EXERCISE DETAILS. Could you reproduce each of the rows below word for word, changing nothing?

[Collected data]
::::

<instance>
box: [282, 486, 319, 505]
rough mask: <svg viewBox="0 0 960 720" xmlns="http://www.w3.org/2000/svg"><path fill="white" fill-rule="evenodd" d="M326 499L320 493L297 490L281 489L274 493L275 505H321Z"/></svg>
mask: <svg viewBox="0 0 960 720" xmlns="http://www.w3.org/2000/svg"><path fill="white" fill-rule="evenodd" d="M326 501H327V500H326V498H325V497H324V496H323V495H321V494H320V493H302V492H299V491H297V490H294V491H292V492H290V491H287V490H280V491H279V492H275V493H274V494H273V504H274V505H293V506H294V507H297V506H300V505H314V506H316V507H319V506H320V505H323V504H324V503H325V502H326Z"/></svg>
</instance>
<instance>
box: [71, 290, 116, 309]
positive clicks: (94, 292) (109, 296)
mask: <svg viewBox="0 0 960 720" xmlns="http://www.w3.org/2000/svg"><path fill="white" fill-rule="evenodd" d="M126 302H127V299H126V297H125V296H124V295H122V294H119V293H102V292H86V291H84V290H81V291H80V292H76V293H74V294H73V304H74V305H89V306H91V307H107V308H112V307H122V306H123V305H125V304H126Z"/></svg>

::::

TASK SOLUTION.
<instance>
box: [282, 486, 319, 505]
rough mask: <svg viewBox="0 0 960 720" xmlns="http://www.w3.org/2000/svg"><path fill="white" fill-rule="evenodd" d="M326 499L320 493L297 490L281 489L274 493L275 505H321Z"/></svg>
mask: <svg viewBox="0 0 960 720" xmlns="http://www.w3.org/2000/svg"><path fill="white" fill-rule="evenodd" d="M326 501H327V500H326V498H325V497H324V496H323V495H321V494H320V493H302V492H299V491H297V490H294V491H292V492H290V491H287V490H280V491H279V492H275V493H274V494H273V504H274V505H293V506H294V507H297V506H300V505H314V506H316V507H319V506H320V505H323V504H324V503H325V502H326Z"/></svg>
</instance>
<instance>
box: [71, 290, 116, 309]
positive clicks: (94, 292) (109, 296)
mask: <svg viewBox="0 0 960 720" xmlns="http://www.w3.org/2000/svg"><path fill="white" fill-rule="evenodd" d="M126 302H127V299H126V297H125V296H124V295H122V294H119V293H102V292H86V291H84V290H81V291H80V292H76V293H74V294H73V304H74V305H89V306H91V307H107V308H112V307H122V306H123V305H125V304H126Z"/></svg>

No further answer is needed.